* **DIRECTIVE**:
Copy the records below, swapping "Logged" for "Saved" everywhere it appears and leaving everything else unchanged.

* **TASK DATA**:

==================================================

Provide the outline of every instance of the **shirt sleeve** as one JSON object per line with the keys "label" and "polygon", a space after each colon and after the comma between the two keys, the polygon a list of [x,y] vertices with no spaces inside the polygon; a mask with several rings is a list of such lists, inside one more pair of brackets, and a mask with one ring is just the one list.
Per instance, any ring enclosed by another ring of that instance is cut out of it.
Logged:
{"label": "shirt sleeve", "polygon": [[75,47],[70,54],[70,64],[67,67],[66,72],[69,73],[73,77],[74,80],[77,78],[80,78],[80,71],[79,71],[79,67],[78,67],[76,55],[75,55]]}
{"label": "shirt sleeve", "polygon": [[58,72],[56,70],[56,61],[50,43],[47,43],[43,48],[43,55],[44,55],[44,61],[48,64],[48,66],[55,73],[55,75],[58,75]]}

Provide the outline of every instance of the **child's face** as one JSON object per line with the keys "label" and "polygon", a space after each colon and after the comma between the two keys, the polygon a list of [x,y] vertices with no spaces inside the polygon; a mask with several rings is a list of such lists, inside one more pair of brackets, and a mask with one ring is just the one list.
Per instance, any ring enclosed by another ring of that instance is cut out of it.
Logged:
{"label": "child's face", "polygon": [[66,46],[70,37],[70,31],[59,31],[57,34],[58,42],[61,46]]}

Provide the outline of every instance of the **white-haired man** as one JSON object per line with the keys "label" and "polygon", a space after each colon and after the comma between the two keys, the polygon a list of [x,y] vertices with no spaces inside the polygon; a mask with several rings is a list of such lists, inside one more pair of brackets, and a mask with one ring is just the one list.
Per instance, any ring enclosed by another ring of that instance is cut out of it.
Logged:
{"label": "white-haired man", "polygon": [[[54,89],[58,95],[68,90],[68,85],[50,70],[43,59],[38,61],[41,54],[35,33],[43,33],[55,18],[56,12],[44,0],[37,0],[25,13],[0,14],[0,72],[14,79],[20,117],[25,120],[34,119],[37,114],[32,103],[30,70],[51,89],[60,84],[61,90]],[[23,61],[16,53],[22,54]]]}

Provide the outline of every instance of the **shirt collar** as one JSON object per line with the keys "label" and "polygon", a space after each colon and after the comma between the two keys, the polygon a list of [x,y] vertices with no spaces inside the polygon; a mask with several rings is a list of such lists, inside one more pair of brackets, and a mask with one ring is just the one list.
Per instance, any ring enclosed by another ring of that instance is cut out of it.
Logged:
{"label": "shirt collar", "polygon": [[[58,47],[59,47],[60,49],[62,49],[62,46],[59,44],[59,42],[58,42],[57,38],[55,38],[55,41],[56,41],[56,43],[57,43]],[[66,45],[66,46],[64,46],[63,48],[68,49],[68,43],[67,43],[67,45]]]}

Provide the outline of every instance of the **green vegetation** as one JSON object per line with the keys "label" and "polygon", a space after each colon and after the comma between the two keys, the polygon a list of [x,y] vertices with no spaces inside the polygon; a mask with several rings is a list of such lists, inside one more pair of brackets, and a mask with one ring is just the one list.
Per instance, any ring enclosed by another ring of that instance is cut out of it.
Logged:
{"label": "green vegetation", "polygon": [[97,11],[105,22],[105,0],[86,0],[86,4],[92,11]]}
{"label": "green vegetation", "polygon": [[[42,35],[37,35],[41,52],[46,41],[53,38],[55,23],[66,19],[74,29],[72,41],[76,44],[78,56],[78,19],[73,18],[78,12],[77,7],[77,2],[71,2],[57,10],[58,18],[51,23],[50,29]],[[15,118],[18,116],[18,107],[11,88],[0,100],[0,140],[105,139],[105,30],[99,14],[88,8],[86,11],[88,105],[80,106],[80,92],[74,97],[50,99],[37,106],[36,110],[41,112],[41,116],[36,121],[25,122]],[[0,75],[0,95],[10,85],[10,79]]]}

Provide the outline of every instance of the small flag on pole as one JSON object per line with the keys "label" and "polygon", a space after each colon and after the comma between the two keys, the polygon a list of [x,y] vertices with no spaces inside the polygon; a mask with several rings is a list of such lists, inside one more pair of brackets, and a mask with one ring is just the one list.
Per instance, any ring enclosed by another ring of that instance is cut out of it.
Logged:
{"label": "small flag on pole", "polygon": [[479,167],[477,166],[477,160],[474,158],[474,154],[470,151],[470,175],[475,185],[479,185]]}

==================================================

* **EXERCISE RESULT**:
Provide the outline of every instance of the **shirt sleeve** as one JSON object per line with the keys "label" and "polygon", a space after each colon and after the comma between the two keys, the polygon a list of [x,y] vertices with no spaces inside the polygon; a mask with several rings is a list of such lists, inside one more pair of brackets, and a mask with one ring is just the one list.
Per instance, any ring enclosed by another ring of that instance is cut out of it.
Saved:
{"label": "shirt sleeve", "polygon": [[75,47],[70,54],[70,64],[67,67],[66,72],[69,73],[73,77],[74,80],[77,78],[80,78],[80,71],[79,71],[79,67],[78,67],[76,55],[75,55]]}
{"label": "shirt sleeve", "polygon": [[58,72],[56,70],[56,61],[50,43],[47,43],[43,48],[43,55],[44,55],[44,61],[48,64],[48,66],[55,73],[55,75],[58,75]]}

Provide the outline of every instance of the **child's face** as one JSON object per line with the keys "label" and "polygon", a space after each colon and after the comma between the two keys, the polygon a list of [x,y] vertices with no spaces inside the polygon; a mask with several rings is a list of such lists, inside one more pair of brackets, and a mask with one ring is just the one list.
Per instance, any ring enclosed by another ring of that instance is cut out of it.
Saved:
{"label": "child's face", "polygon": [[66,46],[70,37],[70,31],[59,31],[57,34],[58,42],[61,46]]}

Provide the outline of every instance of the **white-haired man** as one JSON object per line with the keys "label" and "polygon", a space after each colon and after the comma between the two keys, the polygon a list of [x,y] vertices with no spaces inside the polygon; a mask with several rings is a list of such lists, inside one more pair of brackets, and a mask with one ring is just the one list.
Per instance, any ring enclosed by another ring of that instance is cut out of it.
Saved:
{"label": "white-haired man", "polygon": [[[54,89],[58,95],[68,90],[68,85],[50,70],[43,59],[38,61],[41,54],[35,33],[43,33],[55,18],[56,12],[44,0],[37,0],[25,13],[0,14],[0,72],[14,79],[20,117],[25,120],[34,119],[37,114],[32,103],[30,70],[51,89],[60,84],[61,90]],[[23,61],[16,53],[22,54]]]}

Provide the outline of every instance of the **shirt collar** as one JSON object per line with the keys "label" and "polygon", a space after each colon and after the comma between the two keys, the polygon a list of [x,y] vertices with no spaces inside the polygon; a mask with several rings is a list of such lists, inside one more pair of brackets, and a mask with one ring is just the one list.
Per instance, any ring enclosed by another ring of that instance is cut out of it.
Saved:
{"label": "shirt collar", "polygon": [[[58,47],[59,47],[60,49],[62,49],[62,46],[59,44],[59,42],[58,42],[57,38],[55,38],[55,41],[56,41],[56,43],[57,43]],[[66,45],[66,46],[64,46],[63,48],[68,49],[68,43],[67,43],[67,45]]]}

Provide the outline of every instance of the **green vegetation** as one JSON object per line with the keys "label" and "polygon", a space after each colon and after the comma between the two keys, the polygon a list of [x,y] vertices with no spaces inside the polygon; a mask with several rings is a list of such lists, inside one more pair of brackets, and a mask with one ring is just the one list.
Per instance, any ring enclosed by another ring of that instance is cut out of it.
Saved:
{"label": "green vegetation", "polygon": [[97,11],[105,22],[105,0],[86,0],[86,4],[92,11]]}
{"label": "green vegetation", "polygon": [[[42,35],[37,35],[41,52],[46,41],[53,38],[55,23],[66,19],[74,29],[72,41],[76,44],[78,56],[78,19],[73,18],[78,12],[77,7],[77,2],[71,2],[57,10],[58,18],[51,23],[50,29]],[[15,118],[18,116],[18,107],[11,88],[0,100],[0,140],[105,139],[105,30],[99,14],[88,8],[86,11],[88,105],[80,106],[80,92],[74,97],[50,99],[37,106],[36,110],[41,112],[41,116],[36,121],[25,122]],[[0,75],[0,95],[10,85],[10,79]]]}

Provide the outline of every instance of the small flag on pole as one JSON object per line with the keys "label" and "polygon", a space after each colon and after the comma between the two keys, the polygon a list of [x,y] vertices with no spaces inside the polygon; a mask with several rings is a list of such lists, inside one more pair of brackets, and a mask with one ring is just the one list.
Per instance, any ring enclosed by another ring of that instance is cut out of it.
Saved:
{"label": "small flag on pole", "polygon": [[479,167],[477,166],[477,160],[474,158],[474,154],[470,151],[470,175],[475,185],[479,185]]}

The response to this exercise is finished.